**Supplied passage:**
<<<<

These were the words of 13 year-old Haran, spoken in a squeaky voice that has not yet broken, while he nervously picks at his fingers.


Children are the future, we're talking about the future - not children as a lot of packages

General Trond Furhovde

"The Tigers abducted me on the 2 January and several of us tried to run away but we were recaptured and beaten. But on 7 August I managed to get away," he explains.

His real name is disguised because he fears reprisals from the organisation he deserted.

Haran says he was picked up by the rebels while going to pluck yams from palm trees to sell to support his family.

In his absence his 10-year-old brother has had to go to work. All Haran wants is to go home.

Camp life

He says he misses his mother but he has ended up in a Sri Lankan government rehabilitation camp where he has to remain for a year before he is reintegrated back into society.

Group of child soldiers in Sri Lanka
A group of former child soldiers in Sri Lanka

"There are other small children like him," says 16 year-old Ganesh who tried and failed to join the organisation twice before he finally signed up aged 15.

Ganesh wanted to avenge his father who had died in ethnic riots but even he says he now misses his mother.

"On the third month after the training we were sent with a team to the battlefield," he explains, "the army surrounded us and we surrendered but they didn't do anything to us; they just sent us here."

Home is now a dilapidated camp surrounded by barbed wire and guarded by Sri Lankan police in bunkers.

Confirmed pattern

The boys are taught to use a sewing machine in the hope it might help them find a tailoring job later but the irony is, Haran does not even have a change of clothes himself.

Young boys are kept with hardened former fighters, twice their age, and there is little professional trauma counselling or useful skills training.

In many cases it is poverty and social breakdown that drive the children into the arms of the rebels and there is no attempt to address those root problems when they are finally sent home.

"We are only getting a limited amount of stuff but somehow or other we manage," says Lieutenant Jayathilaka, the duty officer in charge of the camp.

"We have to feed them three meals a day but we are just about doing that," he adds, interrupted by a boy who wants to borrow his bicycle because there is no other means of transport available.

There is no way of fully verifying the details of Haran and Ganesh's stories but they do fit with a pattern of reported child recruitment in the east of Sri Lanka earlier this year.

And the dates of Haran's transfer to the police has been confirmed.

Growing pressure

For their part, the Tamil Tigers deny they have been actively recruiting under-aged fighters.

Sri Lankan women chatting together
Hope: Tamil and Sinhala mothers share a joke

"We don't recruit people under 18," says the head of the political wing of the Tamil Tigers, SP Thamilselvan.

"We have sent hundreds of people back to their homes in several areas, who've been confirmed under age," he adds, "If people come to us and lie about their age and then we inquire and come to know that they are under age we immediately release them".

>>>>

Coordinate annotation entries:
<<<<

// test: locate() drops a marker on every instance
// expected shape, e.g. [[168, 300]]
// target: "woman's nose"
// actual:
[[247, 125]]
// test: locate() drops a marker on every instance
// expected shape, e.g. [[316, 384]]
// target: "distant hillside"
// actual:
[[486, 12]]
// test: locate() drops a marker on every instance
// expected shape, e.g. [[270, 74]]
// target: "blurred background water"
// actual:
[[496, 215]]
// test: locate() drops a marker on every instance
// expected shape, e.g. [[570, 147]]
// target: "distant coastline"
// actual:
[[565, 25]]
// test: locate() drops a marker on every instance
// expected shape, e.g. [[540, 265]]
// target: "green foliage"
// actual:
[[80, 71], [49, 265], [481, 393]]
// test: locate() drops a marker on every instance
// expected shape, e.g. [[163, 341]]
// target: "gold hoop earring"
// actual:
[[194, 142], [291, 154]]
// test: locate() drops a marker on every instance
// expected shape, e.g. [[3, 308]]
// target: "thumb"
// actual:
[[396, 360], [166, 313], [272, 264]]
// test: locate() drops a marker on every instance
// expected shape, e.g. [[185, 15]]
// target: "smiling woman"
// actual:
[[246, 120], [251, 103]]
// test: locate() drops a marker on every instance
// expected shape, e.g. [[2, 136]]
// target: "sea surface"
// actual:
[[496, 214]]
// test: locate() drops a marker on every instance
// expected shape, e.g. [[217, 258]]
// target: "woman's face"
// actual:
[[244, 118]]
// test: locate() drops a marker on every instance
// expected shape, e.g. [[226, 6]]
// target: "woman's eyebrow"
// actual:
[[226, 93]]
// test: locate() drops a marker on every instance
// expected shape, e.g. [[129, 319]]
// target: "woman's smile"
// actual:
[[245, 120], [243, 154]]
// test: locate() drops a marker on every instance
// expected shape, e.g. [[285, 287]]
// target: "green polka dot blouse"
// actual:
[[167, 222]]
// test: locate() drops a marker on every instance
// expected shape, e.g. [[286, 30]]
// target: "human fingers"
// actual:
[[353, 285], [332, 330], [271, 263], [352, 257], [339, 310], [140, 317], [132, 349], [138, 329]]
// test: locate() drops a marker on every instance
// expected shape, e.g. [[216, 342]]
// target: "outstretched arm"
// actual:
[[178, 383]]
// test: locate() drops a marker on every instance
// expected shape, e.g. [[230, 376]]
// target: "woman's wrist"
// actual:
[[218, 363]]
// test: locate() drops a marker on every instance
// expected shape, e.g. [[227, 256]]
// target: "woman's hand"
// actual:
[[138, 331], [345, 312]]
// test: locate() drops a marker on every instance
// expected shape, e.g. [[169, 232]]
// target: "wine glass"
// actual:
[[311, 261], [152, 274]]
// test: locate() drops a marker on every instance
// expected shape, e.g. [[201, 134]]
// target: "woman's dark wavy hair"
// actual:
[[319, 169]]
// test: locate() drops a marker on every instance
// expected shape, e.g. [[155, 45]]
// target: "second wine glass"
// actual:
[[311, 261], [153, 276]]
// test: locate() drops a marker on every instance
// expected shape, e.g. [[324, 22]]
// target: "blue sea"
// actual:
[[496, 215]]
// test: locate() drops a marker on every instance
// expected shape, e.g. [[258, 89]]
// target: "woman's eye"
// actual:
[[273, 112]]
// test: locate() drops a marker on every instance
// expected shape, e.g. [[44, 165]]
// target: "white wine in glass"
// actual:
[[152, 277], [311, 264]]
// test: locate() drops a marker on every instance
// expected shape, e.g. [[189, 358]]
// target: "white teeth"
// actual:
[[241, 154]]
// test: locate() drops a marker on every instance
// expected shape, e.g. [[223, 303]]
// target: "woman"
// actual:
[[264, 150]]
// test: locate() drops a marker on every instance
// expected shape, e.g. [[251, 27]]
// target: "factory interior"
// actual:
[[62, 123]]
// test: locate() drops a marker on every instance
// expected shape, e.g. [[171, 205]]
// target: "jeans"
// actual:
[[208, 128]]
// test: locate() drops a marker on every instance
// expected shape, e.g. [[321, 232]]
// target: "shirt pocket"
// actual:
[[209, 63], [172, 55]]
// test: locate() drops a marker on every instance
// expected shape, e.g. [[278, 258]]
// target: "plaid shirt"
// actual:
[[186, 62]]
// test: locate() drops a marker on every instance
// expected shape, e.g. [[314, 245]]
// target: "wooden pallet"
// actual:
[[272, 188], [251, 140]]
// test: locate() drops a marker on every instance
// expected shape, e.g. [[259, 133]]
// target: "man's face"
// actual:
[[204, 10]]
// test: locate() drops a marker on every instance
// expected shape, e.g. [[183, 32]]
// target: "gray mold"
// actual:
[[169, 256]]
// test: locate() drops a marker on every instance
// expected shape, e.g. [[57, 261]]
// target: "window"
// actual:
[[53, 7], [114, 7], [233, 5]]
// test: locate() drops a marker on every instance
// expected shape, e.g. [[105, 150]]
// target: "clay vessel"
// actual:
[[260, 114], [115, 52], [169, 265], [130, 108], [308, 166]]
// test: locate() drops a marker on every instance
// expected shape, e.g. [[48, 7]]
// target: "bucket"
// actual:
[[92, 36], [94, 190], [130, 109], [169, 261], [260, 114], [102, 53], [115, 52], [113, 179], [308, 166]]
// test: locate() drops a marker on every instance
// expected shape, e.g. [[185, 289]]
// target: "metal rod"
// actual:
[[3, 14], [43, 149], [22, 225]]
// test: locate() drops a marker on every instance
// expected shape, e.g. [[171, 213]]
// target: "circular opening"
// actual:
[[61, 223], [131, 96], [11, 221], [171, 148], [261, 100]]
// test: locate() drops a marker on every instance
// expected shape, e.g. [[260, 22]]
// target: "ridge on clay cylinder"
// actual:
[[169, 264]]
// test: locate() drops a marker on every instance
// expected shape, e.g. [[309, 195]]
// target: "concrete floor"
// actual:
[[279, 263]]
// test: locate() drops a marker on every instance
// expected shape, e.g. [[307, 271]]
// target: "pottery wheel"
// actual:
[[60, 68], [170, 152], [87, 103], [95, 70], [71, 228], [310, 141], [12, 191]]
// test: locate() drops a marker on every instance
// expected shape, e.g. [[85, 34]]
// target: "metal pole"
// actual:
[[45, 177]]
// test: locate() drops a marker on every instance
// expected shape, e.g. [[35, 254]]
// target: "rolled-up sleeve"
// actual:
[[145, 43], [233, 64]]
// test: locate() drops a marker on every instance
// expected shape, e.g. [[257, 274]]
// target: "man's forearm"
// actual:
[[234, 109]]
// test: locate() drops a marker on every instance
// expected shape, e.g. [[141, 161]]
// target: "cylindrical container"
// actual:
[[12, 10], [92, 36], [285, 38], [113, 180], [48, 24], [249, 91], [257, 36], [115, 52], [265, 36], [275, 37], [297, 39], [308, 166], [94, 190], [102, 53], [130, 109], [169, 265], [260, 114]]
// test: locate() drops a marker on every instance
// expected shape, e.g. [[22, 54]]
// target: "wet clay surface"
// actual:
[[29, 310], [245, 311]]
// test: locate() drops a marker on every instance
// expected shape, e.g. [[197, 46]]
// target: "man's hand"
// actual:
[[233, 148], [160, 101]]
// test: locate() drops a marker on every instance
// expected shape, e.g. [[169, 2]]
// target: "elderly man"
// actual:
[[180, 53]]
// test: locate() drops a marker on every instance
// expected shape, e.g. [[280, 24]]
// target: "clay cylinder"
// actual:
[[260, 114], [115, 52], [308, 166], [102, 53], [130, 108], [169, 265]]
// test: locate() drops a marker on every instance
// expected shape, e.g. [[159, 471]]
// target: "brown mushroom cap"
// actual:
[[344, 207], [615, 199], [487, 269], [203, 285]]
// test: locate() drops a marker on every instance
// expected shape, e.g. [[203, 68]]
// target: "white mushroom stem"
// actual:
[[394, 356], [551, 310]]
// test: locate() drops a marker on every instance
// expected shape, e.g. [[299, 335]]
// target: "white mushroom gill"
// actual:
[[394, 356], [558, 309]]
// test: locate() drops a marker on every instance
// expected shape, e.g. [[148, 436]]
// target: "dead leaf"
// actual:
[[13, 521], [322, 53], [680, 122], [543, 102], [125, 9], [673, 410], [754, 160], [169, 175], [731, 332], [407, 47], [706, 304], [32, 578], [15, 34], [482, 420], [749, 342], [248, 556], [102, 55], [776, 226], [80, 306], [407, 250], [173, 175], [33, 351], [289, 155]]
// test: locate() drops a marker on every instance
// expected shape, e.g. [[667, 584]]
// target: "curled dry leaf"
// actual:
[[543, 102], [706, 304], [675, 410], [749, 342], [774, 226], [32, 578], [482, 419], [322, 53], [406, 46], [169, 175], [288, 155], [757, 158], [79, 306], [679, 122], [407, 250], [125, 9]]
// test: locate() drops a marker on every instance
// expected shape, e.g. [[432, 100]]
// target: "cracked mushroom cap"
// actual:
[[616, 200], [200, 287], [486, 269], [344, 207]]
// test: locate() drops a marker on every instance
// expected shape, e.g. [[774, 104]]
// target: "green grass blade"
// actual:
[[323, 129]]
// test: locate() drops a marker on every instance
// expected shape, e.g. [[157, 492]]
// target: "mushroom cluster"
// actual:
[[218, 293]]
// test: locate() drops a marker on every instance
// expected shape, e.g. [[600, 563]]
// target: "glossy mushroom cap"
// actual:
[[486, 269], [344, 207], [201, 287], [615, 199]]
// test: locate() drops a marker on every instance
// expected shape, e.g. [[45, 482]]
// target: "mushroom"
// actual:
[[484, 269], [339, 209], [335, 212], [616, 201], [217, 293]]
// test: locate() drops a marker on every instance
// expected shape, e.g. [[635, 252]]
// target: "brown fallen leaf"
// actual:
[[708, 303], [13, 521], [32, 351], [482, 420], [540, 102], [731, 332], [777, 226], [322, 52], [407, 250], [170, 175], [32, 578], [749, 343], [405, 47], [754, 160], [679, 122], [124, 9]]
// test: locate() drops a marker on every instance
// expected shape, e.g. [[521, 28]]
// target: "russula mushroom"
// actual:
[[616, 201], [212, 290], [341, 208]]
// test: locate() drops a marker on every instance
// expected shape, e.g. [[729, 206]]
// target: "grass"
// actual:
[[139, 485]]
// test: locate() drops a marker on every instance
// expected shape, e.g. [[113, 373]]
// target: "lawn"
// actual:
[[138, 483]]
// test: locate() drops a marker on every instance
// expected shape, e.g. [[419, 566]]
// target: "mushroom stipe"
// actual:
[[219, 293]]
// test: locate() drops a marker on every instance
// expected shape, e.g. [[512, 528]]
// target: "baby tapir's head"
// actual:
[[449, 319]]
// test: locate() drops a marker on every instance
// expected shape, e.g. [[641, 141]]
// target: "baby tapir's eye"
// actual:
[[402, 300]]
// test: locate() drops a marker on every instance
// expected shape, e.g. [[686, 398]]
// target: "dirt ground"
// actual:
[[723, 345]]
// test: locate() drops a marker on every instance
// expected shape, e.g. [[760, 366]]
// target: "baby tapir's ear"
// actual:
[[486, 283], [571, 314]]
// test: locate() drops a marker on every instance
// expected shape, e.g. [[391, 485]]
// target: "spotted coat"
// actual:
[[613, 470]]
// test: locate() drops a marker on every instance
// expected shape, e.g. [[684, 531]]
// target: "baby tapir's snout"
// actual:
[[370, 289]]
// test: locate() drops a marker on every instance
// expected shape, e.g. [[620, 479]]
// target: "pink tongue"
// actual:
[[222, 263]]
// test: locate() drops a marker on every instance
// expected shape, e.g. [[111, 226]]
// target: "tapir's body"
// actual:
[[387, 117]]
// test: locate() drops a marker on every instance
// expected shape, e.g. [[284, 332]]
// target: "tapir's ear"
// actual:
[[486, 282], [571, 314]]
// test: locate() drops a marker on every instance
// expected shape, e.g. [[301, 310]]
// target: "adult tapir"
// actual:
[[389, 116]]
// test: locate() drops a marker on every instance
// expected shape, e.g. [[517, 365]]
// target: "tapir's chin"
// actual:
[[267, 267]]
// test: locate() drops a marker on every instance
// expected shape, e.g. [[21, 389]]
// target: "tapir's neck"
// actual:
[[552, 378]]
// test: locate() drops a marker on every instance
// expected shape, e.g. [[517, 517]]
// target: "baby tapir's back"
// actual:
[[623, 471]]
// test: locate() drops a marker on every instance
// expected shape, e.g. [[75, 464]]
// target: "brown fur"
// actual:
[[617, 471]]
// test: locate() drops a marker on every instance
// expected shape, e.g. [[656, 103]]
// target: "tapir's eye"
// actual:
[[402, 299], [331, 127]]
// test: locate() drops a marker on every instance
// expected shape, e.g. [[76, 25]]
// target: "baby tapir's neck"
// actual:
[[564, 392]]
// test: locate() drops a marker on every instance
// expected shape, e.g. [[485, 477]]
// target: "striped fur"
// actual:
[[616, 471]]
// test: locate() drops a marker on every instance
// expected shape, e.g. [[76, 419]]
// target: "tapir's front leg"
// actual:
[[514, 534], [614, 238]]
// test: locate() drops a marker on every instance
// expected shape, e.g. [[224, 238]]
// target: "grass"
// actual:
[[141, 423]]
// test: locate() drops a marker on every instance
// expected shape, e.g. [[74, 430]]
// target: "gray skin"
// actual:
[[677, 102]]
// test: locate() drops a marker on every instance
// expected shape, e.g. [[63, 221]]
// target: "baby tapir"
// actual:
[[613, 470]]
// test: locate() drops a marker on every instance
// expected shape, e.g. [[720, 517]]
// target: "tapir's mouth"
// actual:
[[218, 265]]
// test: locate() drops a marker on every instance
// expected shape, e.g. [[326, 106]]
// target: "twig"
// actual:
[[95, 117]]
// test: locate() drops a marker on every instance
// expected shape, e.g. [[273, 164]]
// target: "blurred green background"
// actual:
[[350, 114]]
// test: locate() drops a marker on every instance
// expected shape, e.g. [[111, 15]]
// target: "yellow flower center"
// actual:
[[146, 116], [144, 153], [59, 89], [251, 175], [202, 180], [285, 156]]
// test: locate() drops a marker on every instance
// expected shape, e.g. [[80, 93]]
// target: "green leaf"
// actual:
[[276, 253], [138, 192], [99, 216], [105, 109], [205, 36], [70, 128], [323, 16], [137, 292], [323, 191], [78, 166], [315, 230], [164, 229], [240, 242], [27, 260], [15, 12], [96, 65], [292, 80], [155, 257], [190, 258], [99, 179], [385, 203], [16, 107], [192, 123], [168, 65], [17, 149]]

>>>>

**Written problem:** In the passage on former child soldiers in Sri Lanka, how long must Haran stay in the government rehabilitation camp before he is reintegrated into society? These entries were obtained from a separate source.

**Response to the task:** He must remain there for a year.